> [Page extract]
[BreachExchange] Moose Remain Unaware of Lottery Privacy Breach

Destry Winant destry at riskbasedsecurity.com
Tue Jul 7 09:44:35 EDT 2020


https://www.infosecurity-magazine.com/news/moose-unaware-lottery-privacy/

The maritime province on Canada’s East Coast was dealing with the
publicity fallout from an information leak this week after reportedly
mismanaging the distribution of personal license information to
hunters.

Each year, Nova Scotia Lands and Forestry holds a lottery to
distribute moose-hunting licenses in the Cape Breton region.
Restricting licenses is important to preserve the moose population,
which has declined of late.

According to the CBC, the government department distributed licenses
to the winners. The problem was that they were the wrong licenses.
Hopeful hunters received other peoples’ names and wildlife resource
card numbers in the mail.

The government used to publish the names of the winners in the local
newspaper, but stopped doing that. Some hunters believe that was
because lottery winners would be pestered by outfitters hoping to sell
them equipment. The information, if distributed to the wrong people,
would enable them to purchase licenses for hunting other animals
illegally.

A government official said that the botched mailing was down to human
error. Letters to hunters were printed separately from envelopes, and
staff didn’t realize that the letters contained information specific
to individuals. The government is recalling information packs that it
sent out and mailing new ones.

This may be a low-level breach, but it is the latest in a series of
slip-ups by the Nova Scotia government that had more serious
ramifications. In May, it removed online documents involving appeals
to its Workers’ Compensation Board that included personal details
about peoples’ health, medications, and family.

Last year, the Nova Scotia Health Authority had to notify almost 3000
people about a breach of health information after a successful
phishing attack on an employee. The province was also the recipient of
the Electronic Frontier Foundation's 2019 What the Swat? Award after
it arrested a teenager for downloading 7000 sensitive documents from
publicly accessible URLs on its website. It later dropped the charges.

> [Dataset content]
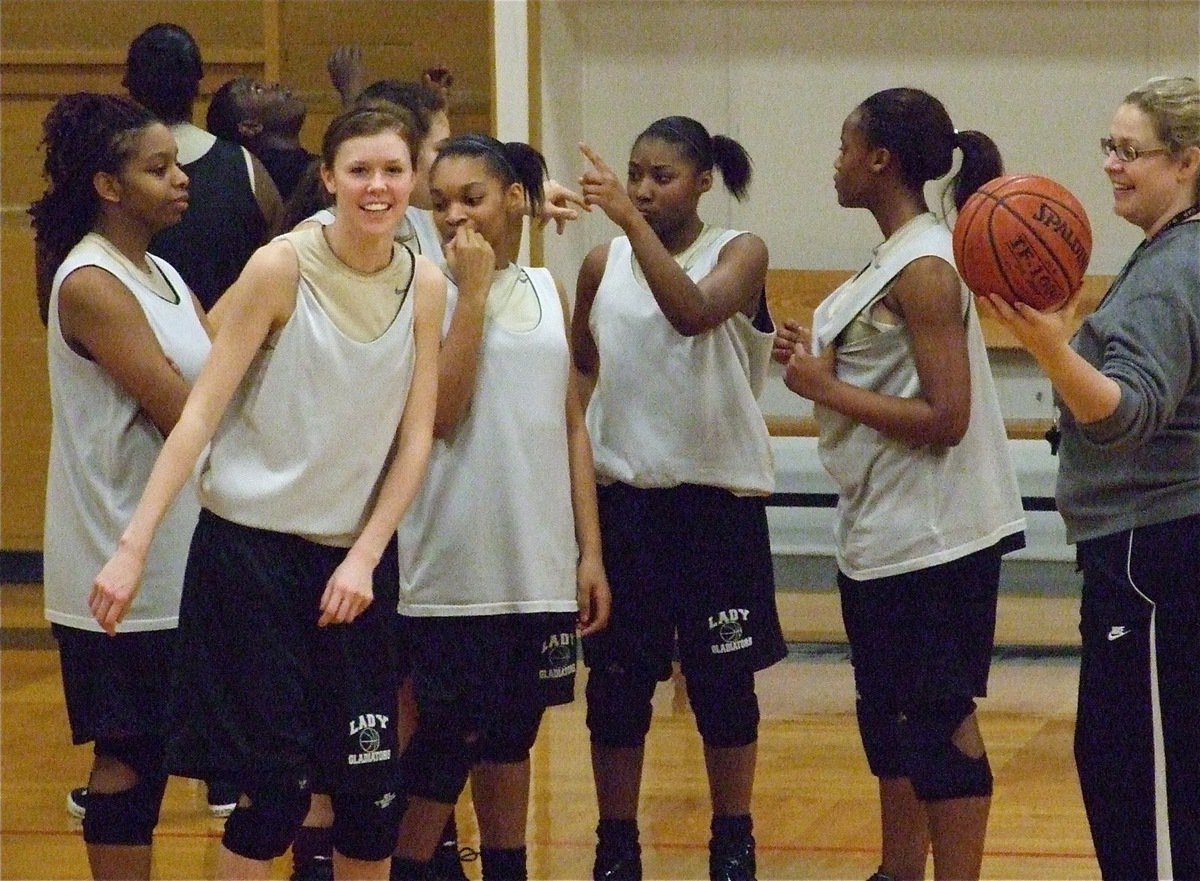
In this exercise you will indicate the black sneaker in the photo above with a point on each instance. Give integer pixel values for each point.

* * *

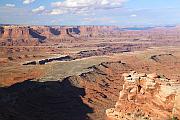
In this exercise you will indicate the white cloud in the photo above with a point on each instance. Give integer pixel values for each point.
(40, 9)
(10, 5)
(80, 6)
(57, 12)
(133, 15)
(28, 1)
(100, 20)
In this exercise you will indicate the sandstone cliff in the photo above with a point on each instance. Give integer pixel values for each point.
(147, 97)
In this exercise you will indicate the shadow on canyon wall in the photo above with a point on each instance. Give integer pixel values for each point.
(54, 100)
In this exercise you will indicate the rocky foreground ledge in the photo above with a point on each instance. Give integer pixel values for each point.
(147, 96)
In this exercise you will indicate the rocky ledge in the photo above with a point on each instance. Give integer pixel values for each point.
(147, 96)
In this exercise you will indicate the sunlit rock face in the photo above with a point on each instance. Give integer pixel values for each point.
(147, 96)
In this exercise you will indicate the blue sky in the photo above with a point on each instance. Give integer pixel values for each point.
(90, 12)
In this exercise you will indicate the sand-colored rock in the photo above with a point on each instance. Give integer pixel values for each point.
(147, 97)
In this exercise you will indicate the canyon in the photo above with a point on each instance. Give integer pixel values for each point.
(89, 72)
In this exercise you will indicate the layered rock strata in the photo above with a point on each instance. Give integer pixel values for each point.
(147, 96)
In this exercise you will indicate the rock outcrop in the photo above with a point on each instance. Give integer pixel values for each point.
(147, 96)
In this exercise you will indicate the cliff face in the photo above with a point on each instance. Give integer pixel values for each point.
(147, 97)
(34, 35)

> [About this exercise]
From the moose lottery article, list every earlier Nova Scotia incident that the last two paragraphs mention.

> [Answer box]
- In May, the government removed online documents about appeals to its Workers' Compensation Board that included personal details about people's health, medications, and family.
- Last year, the Nova Scotia Health Authority had to notify almost 3000 people about a breach of health information after a successful phishing attack on an employee.
- The province arrested a teenager for downloading 7000 sensitive documents from publicly accessible URLs on its website. It received the Electronic Frontier Foundation's 2019 What the Swat? Award for this and later dropped the charges.